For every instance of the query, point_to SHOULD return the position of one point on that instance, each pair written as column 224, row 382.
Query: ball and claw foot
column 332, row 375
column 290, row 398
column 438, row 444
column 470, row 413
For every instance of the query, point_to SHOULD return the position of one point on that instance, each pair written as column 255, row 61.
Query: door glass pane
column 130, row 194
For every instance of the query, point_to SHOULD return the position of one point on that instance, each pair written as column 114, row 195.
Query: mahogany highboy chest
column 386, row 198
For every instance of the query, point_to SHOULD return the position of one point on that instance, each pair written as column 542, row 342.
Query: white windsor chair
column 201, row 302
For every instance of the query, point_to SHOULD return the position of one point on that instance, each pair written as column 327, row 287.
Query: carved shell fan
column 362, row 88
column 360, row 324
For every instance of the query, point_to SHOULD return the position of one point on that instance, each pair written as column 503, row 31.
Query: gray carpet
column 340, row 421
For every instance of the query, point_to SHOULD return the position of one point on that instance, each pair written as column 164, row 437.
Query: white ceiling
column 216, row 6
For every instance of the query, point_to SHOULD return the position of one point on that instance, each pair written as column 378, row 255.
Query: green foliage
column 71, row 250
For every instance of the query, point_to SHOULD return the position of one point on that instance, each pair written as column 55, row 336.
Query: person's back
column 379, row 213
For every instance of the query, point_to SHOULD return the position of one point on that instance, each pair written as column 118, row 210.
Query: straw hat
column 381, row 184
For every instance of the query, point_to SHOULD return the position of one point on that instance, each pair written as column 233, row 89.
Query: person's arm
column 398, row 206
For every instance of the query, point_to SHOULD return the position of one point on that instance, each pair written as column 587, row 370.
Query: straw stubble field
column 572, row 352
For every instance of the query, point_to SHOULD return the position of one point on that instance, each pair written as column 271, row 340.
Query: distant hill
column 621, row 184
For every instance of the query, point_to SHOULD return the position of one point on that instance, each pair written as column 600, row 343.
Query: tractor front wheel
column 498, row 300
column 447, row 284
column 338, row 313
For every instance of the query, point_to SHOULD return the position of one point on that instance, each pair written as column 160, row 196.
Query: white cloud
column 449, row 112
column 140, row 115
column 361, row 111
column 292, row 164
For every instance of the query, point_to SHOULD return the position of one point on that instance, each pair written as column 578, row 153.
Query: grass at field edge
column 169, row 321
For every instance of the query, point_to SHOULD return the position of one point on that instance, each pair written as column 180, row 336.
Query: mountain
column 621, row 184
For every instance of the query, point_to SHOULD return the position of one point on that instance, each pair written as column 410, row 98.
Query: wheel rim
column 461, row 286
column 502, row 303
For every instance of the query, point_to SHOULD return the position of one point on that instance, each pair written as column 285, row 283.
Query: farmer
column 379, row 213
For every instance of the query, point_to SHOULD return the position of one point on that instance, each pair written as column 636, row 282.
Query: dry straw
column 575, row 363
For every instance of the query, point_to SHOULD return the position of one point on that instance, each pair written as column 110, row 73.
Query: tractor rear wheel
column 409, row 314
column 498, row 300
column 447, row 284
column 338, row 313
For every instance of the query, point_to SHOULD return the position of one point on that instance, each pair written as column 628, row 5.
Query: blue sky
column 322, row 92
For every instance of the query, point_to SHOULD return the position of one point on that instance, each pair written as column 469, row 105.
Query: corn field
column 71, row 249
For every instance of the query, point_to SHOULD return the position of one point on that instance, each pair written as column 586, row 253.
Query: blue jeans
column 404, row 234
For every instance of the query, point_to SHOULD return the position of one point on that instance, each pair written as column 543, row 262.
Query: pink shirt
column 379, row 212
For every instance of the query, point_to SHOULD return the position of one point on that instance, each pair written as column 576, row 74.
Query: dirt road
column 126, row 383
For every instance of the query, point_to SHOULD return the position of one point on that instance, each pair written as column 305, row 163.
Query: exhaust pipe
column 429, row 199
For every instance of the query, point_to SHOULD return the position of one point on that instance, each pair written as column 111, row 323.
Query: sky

■ ■ ■ ■ ■ ■ ■

**WHAT TO PRODUCE:** Reproduce the records in full, exactly as written.

**ANSWER TO THIS EXERCISE:**
For every instance of the query, point_to SHOULD return the position of one point on that instance, each pair written as column 224, row 382.
Query: ball and claw foot
column 332, row 375
column 290, row 398
column 438, row 444
column 470, row 413
For every instance of the query, point_to SHOULD return the position of one point on that instance, each pair written as column 255, row 61.
Query: door glass pane
column 130, row 194
For every instance of the query, point_to SHOULD return the position of one point on that instance, each pair written as column 114, row 195.
Query: mahogany highboy chest
column 386, row 198
For every instance of the query, point_to SHOULD return the position of one point on that instance, each pair written as column 542, row 342.
Query: white windsor chair
column 201, row 302
For every instance of the query, point_to SHOULD return the position of one point on that instance, each pair written as column 327, row 287.
Query: carved shell fan
column 362, row 88
column 360, row 324
For every instance of the query, point_to SHOULD return the position of one point on that instance, each pair written as column 503, row 31.
Query: gray carpet
column 340, row 421
For every instance of the query, point_to SHOULD return the position of one point on that instance, each pair written as column 164, row 437.
Query: white ceiling
column 216, row 6
For every instance of the query, point_to SHOULD return the position of one point on that instance, each pair written as column 378, row 255.
Query: green foliage
column 71, row 250
For every instance of the query, point_to SHOULD return the position of one point on that instance, each pair written as column 55, row 336.
Query: person's back
column 379, row 213
For every instance of the query, point_to SHOULD return the position of one point on that instance, each pair written as column 118, row 210.
Query: straw hat
column 381, row 184
For every instance of the query, point_to SHOULD return the position of one point on that instance, each pair written as column 233, row 89.
Query: person's arm
column 398, row 206
For every instance of the query, point_to SHOULD return the position of one point on that instance, each pair written as column 587, row 370.
Query: straw stubble field
column 572, row 352
For every instance of the query, point_to SHOULD return the position of one point on that instance, each pair written as column 271, row 340.
Query: distant hill
column 621, row 184
For every instance of the query, point_to SHOULD return the position of one point on that instance, each pair written as column 600, row 343.
Query: tractor front wheel
column 498, row 300
column 447, row 284
column 338, row 313
For every instance of the query, point_to SHOULD return the position of one point on that instance, each pair written as column 160, row 196.
Query: white cloud
column 449, row 112
column 140, row 115
column 361, row 111
column 292, row 164
For every instance of the query, point_to SHOULD return the position of one point on that instance, each pair written as column 578, row 153.
Query: grass at field edge
column 169, row 321
For every instance of the query, point_to SHOULD return the position of one point on that instance, each pair written as column 180, row 336.
Query: mountain
column 621, row 184
For every instance of the query, point_to SHOULD return the position of one point on that instance, each pair written as column 410, row 98.
Query: wheel rim
column 461, row 286
column 502, row 303
For every instance of the query, point_to SHOULD return the position of one point on that instance, each pair written as column 285, row 283.
Query: farmer
column 379, row 213
For every instance of the query, point_to SHOULD return the position of one point on that instance, each pair written as column 636, row 282.
Query: dry straw
column 575, row 363
For every instance of the query, point_to SHOULD return the position of one point on that instance, each pair written as column 110, row 73.
Query: tractor rear wheel
column 409, row 314
column 498, row 300
column 447, row 284
column 338, row 313
For every instance of the query, point_to SHOULD return the position of one point on that instance, each pair written as column 628, row 5.
Query: blue sky
column 322, row 92
For every instance of the query, point_to SHOULD return the position of one point on that instance, each pair written as column 469, row 105.
Query: corn field
column 71, row 249
For every instance of the query, point_to SHOULD return the position of one point on that instance, each pair written as column 586, row 253.
Query: blue jeans
column 404, row 234
For every instance of the query, point_to SHOULD return the position of one point on that instance, each pair written as column 543, row 262.
Query: pink shirt
column 379, row 212
For every instance of the query, point_to SHOULD return the position of one point on that instance, each pair written as column 576, row 74.
Query: dirt road
column 126, row 383
For every instance of the query, point_to SHOULD return the position of one point on that instance, each pair written as column 305, row 163.
Query: exhaust pipe
column 429, row 199
For every instance of the query, point_to SHOULD return the position of one point on that instance, each pair written as column 111, row 323.
Query: sky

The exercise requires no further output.